### Description of the task
Report the lines of the material that carry the string "ceiling".

### Records for the exercise
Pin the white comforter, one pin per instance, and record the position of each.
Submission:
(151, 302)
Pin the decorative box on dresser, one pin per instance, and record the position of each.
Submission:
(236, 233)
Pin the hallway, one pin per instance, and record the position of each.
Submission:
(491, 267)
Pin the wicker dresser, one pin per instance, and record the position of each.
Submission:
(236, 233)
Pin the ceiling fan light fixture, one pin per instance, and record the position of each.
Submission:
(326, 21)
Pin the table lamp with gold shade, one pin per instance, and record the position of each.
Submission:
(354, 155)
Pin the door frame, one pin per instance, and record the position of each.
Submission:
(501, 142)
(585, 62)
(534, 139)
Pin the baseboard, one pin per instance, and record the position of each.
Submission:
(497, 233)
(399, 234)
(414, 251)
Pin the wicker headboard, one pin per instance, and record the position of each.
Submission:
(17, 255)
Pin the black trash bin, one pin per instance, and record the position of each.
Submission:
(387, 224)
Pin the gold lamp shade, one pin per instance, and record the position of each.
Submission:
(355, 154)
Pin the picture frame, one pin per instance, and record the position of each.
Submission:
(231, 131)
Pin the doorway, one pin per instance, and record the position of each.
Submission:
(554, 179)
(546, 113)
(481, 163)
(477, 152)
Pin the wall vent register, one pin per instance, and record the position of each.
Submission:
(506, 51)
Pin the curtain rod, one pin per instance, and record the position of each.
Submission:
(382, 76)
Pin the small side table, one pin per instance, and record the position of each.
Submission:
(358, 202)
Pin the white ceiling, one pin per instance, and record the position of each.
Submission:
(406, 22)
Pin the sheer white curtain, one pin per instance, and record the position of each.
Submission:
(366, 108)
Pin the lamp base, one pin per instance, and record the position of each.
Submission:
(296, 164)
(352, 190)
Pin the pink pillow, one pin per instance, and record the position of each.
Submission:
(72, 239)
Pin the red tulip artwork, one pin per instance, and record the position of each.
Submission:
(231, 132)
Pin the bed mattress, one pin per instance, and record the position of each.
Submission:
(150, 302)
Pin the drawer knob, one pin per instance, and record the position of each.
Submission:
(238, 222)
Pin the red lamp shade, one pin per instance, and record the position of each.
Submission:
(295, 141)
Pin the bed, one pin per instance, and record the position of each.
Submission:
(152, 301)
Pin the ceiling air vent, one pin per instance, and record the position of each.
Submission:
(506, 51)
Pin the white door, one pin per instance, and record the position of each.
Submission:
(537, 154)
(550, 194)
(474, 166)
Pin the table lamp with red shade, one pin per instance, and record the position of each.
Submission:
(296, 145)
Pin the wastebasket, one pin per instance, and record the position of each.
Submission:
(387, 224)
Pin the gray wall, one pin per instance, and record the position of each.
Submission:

### Task response
Pin the ceiling fan light fixture, one pin per instance, and record the position of each.
Pin the white ceiling, one pin per instance, and record the position of each.
Pin the ceiling air vent, one pin per instance, and record the position of each.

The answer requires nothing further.